» **DOCUMENT TEXT**
↓
Grace From Covid
As a person filled with the fruits of the Holy Spirit, my mom knew how to nurture hope. Growing up, I never saw my mom complain about anything. If she personified hope, then my dad would be joy. Dad was always filled with the joy of the New Year, Tết. His smile could light up the whole world. Whenever my dad was home, we were feted by listening to my dad’s many stories, our entranced silence often broken by peals of laughter.
That was my mom and dad. They knew how to pour hope and joy into my young heart. Even more important was their legacy of faith. They did not discuss their faith so much as they lived their faith. Their examples carved into my heart and mind the way to be constant and faithful to God, no matter what.
My faith was tested in the darkest days in the spring of 2020 when the COVID epidemic rose like a tidal wave from the Red Sea, trying to sweep away the world. People around me were getting sick. Some survived. Some did not make it, including one of my close friends, Annie, a fellow parishioner at St. Lucy.
↑
Spatial localization data
↓
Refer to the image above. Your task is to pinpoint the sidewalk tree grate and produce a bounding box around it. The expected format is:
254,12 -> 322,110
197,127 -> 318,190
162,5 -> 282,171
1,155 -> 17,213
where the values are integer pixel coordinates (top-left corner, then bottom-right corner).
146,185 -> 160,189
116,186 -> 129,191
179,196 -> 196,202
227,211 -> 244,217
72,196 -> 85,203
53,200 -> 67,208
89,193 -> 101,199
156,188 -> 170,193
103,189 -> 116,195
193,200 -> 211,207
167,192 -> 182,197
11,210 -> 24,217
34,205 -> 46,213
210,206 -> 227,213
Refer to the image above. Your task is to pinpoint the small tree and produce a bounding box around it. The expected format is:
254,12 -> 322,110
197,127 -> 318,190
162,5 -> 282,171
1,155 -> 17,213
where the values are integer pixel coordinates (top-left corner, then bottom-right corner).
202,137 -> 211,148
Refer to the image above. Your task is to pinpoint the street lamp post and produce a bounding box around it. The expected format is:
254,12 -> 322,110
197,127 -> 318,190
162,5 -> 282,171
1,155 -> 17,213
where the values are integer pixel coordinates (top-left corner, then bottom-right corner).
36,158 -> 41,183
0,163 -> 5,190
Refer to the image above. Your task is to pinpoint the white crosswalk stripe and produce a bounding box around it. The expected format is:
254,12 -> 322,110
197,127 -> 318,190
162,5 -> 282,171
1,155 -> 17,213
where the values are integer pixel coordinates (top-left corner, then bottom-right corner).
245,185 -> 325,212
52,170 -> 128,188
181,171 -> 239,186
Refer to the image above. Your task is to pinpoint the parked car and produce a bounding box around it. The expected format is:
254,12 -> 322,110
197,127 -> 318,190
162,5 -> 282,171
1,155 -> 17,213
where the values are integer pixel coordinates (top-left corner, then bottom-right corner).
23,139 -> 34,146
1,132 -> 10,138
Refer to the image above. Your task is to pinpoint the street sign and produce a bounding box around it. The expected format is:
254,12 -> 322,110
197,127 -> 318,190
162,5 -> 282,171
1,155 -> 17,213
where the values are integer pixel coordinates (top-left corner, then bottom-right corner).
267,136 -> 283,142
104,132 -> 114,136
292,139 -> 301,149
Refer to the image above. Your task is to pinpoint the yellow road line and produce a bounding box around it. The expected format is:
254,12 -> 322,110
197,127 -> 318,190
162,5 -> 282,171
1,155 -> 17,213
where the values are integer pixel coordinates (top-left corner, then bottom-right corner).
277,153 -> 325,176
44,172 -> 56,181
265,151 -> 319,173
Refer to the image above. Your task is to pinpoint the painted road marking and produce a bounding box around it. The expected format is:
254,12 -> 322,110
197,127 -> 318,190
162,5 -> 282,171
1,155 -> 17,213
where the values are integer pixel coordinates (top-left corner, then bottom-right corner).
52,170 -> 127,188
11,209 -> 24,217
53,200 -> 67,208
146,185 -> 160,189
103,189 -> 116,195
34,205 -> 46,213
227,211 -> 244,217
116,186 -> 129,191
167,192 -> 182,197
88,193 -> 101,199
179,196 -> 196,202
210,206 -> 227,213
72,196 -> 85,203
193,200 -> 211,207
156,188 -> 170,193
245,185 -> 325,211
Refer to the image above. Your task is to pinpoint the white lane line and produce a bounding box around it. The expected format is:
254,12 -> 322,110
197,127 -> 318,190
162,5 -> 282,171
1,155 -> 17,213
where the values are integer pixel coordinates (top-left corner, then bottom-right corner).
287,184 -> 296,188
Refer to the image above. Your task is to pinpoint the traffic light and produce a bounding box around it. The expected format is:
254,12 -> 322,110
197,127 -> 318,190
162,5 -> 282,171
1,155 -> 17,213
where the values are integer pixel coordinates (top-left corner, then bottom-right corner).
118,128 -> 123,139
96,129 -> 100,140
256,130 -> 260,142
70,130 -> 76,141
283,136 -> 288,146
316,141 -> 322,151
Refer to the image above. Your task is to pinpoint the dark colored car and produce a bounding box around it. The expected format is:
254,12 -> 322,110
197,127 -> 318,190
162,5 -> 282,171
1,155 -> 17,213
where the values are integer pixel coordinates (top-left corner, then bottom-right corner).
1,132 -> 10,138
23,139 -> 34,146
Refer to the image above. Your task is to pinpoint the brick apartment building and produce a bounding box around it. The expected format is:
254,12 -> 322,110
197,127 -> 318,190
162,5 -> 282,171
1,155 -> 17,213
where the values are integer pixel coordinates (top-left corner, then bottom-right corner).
↑
» **EXERCISES**
[a] Sum up the essay about faith and COVID in two sentences.
[b] Write what comes next in the essay about faith and COVID, picking up after its last sentence.
The records play no part in this work.

» **SET OF ANSWERS**
[a] The writer's mother embodied hope and the father embodied joy, and together they left a legacy of faith that they lived rather than talked about. That faith was tested in the spring of 2020 when COVID spread, people around the writer fell sick, and some died, including a close friend, Annie, a fellow parishioner at St. Lucy.

[b]
At the beginning of COVID, during March 2020, when COVID tests and vaccines did not yet exist, the virus became a new leprosy that divided the world between the ‘unclean’ and the ‘clean.’ If you even suspected you were infected, you were to quarantine at home. This was true for me when I thought I had contracted COVID. I had a debilitating, flu-like illness. Alone at home, I had no appetite, and merely shuffling from my bed to my bedroom door was a Herculean task.
The Vietnamese have a proverb about dying: "Being born is precious but dying is coming home (Sinh quí tử qui).” I felt like I was dying, but miraculously, through grace, I was not afraid but filled with peace. I prayed to God and told him I was ready to go home. I was unworried about anything worldly, even my three beloved children. Through grace, I could accept that if my time was up, I would obey.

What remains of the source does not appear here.